● WHAT NEEDS TO BE DONE
Only the lines from the one with "Every instance of the open" through the final line should be given again, exactly as they appear, minus the pictures.

● GIVEN DATA
## Begin

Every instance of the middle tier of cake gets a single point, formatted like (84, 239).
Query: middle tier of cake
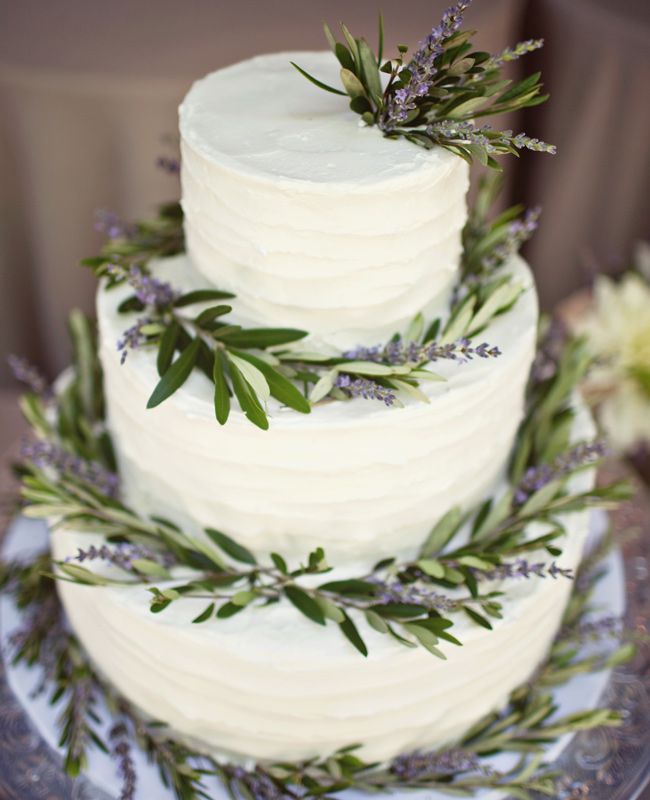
(360, 480)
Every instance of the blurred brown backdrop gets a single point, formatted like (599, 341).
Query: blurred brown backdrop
(88, 97)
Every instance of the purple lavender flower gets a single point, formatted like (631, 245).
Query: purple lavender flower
(521, 141)
(447, 762)
(394, 591)
(363, 387)
(535, 478)
(26, 373)
(493, 142)
(514, 53)
(121, 753)
(398, 352)
(150, 291)
(169, 165)
(47, 455)
(422, 68)
(519, 231)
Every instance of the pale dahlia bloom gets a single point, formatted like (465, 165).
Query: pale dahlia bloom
(618, 333)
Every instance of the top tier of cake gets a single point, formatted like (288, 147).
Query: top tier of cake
(314, 220)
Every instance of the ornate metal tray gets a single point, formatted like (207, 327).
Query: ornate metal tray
(601, 765)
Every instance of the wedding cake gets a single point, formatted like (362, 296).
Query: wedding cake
(315, 221)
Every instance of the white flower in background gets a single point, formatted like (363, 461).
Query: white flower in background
(618, 333)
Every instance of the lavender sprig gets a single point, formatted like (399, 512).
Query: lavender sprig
(519, 231)
(535, 478)
(122, 555)
(150, 291)
(455, 761)
(120, 742)
(421, 69)
(364, 387)
(30, 375)
(48, 455)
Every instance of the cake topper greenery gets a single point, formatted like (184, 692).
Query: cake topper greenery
(435, 97)
(194, 330)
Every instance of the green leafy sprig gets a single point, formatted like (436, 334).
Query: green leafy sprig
(435, 98)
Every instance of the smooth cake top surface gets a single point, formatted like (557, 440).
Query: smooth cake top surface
(262, 118)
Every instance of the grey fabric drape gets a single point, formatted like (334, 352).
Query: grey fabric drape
(596, 192)
(88, 93)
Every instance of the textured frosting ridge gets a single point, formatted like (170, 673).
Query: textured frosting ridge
(269, 684)
(354, 477)
(312, 220)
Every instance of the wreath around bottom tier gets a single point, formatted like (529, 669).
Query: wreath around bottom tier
(594, 760)
(523, 729)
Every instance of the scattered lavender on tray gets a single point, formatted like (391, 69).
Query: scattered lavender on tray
(170, 165)
(257, 785)
(399, 352)
(30, 375)
(535, 478)
(364, 387)
(111, 224)
(150, 291)
(121, 555)
(525, 569)
(422, 69)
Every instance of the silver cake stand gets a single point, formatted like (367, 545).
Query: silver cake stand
(611, 764)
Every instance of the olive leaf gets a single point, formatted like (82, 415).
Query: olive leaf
(176, 375)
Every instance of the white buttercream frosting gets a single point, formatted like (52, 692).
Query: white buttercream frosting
(312, 219)
(269, 684)
(357, 478)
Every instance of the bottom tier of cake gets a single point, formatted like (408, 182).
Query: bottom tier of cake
(268, 684)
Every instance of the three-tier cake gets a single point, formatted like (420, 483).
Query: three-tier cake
(316, 221)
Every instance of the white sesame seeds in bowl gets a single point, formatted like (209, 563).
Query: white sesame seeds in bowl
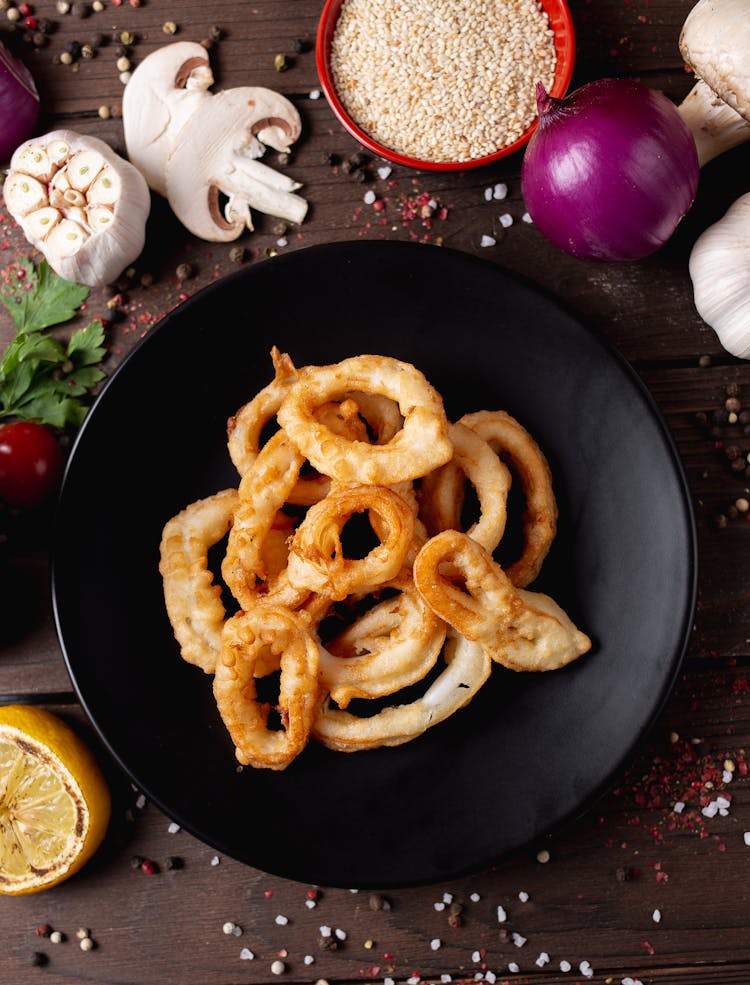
(442, 85)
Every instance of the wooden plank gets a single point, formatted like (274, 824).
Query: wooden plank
(580, 906)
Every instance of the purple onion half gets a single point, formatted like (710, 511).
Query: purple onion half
(610, 170)
(19, 103)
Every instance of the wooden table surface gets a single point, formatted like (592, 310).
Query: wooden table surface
(631, 892)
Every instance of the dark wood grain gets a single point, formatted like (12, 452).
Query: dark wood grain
(630, 854)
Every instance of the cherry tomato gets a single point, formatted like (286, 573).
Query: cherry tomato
(31, 463)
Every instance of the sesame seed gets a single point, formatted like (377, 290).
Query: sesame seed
(442, 81)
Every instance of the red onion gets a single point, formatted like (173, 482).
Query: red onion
(610, 170)
(19, 103)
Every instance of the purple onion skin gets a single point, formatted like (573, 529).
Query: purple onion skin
(19, 103)
(610, 170)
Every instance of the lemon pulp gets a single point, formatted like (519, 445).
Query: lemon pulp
(54, 802)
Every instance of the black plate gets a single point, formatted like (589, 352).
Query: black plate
(531, 750)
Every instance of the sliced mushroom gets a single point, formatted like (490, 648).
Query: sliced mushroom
(161, 95)
(201, 149)
(83, 207)
(715, 43)
(216, 156)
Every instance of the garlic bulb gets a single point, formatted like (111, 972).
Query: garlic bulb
(78, 203)
(720, 271)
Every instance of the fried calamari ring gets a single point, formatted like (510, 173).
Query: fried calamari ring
(442, 490)
(513, 443)
(244, 428)
(193, 601)
(393, 645)
(316, 556)
(259, 640)
(467, 667)
(263, 491)
(519, 629)
(421, 445)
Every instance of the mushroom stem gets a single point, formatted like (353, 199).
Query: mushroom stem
(715, 126)
(241, 186)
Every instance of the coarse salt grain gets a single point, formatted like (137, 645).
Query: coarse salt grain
(462, 84)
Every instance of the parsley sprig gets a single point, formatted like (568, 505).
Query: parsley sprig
(41, 378)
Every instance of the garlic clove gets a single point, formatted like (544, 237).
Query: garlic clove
(720, 271)
(83, 168)
(88, 217)
(66, 238)
(98, 218)
(35, 162)
(39, 224)
(106, 189)
(24, 194)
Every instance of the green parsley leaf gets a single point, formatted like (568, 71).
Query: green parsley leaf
(41, 378)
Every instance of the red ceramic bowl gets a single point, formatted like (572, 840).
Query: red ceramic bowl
(561, 23)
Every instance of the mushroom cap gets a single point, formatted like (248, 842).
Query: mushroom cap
(715, 43)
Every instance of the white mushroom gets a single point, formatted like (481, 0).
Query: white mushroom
(200, 149)
(715, 43)
(217, 156)
(78, 203)
(162, 92)
(720, 271)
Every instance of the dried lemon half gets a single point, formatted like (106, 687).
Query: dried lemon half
(54, 800)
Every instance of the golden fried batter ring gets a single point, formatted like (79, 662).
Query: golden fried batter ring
(192, 599)
(442, 490)
(266, 638)
(513, 443)
(467, 667)
(519, 629)
(316, 556)
(262, 493)
(391, 646)
(421, 445)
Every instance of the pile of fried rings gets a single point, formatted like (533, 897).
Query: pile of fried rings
(368, 437)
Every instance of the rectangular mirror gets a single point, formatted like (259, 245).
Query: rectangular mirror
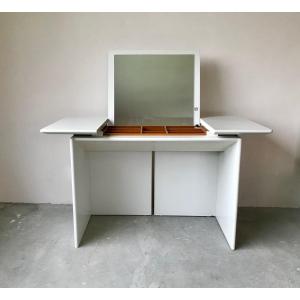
(154, 88)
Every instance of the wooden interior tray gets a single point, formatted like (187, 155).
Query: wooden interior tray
(154, 130)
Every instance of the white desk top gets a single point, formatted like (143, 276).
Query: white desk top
(89, 125)
(232, 125)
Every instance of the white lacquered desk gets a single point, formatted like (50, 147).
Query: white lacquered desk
(155, 175)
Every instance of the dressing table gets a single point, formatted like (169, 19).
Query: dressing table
(153, 154)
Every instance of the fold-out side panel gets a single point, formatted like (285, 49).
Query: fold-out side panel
(227, 195)
(91, 125)
(230, 125)
(80, 190)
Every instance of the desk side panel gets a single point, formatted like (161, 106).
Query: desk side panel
(80, 190)
(227, 191)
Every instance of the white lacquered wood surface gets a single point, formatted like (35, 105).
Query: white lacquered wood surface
(232, 125)
(89, 125)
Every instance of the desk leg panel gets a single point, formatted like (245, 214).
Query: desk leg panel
(80, 190)
(227, 191)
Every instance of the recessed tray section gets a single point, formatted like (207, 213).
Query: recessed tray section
(122, 130)
(154, 130)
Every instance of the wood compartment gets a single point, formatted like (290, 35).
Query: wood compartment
(154, 130)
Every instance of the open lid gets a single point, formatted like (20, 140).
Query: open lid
(154, 88)
(89, 125)
(230, 125)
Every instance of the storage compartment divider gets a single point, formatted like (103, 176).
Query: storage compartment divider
(154, 130)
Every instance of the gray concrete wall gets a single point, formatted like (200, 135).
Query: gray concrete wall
(55, 65)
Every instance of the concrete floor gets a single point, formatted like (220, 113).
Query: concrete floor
(36, 250)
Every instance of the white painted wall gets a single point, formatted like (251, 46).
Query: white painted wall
(55, 65)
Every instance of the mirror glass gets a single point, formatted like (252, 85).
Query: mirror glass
(154, 89)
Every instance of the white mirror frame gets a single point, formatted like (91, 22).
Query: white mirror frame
(111, 94)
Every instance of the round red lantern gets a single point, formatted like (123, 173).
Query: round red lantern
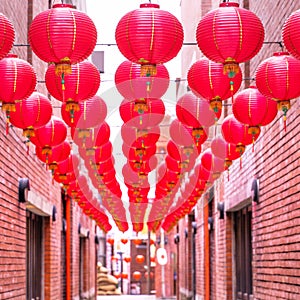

## End

● PROBLEM SOLUTION
Every instance of the open lid gets a single point, formatted like (20, 140).
Query: open lid
(154, 88)
(89, 125)
(230, 125)
Every instance of the storage compartment divider gets a single point, formatted like (103, 176).
Query: storage compartment divider
(154, 130)
Every instance of the gray concrete wall gets a single point, formatted like (200, 135).
Query: gray concrete wall
(55, 65)
Every instance of the concrete floor gets a single point, formatted like (220, 113).
Query: concrete floor
(36, 250)
Every instance of the white painted wall gets a single point, formatted like (251, 46).
Query: white painted wall
(55, 65)
Every instance of the mirror glass gets a single point, formatted like (252, 85).
Query: mirror glass
(154, 89)
Every instance of the white mirror frame gets a single point, formatted like (91, 22).
Query: white mirror frame
(111, 94)
Every instance of the round red lantern gets a single point, formatted like (123, 173).
Query: round red lantern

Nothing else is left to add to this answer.